SHORT EXERCISE:
Arrange the material below as a numbered list of its text lines, omitting any blank lines and leaving out the pictures.

==== INPUT ROWS ====

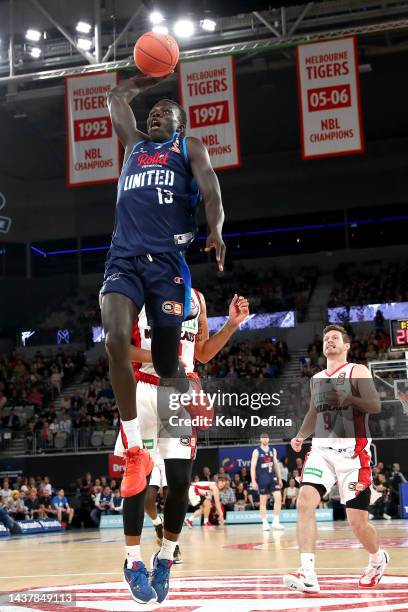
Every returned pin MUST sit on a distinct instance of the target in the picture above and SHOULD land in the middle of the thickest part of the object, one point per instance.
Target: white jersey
(342, 427)
(198, 490)
(142, 338)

====

CORRECT RESPONSE:
1. Every returned pin MUST sit on a distinct instance of the target in the picture above and SHOULD land in the middle of the thickest part of the object, one point per instance.
2. Target: white jersey
3. (342, 427)
4. (198, 490)
5. (142, 338)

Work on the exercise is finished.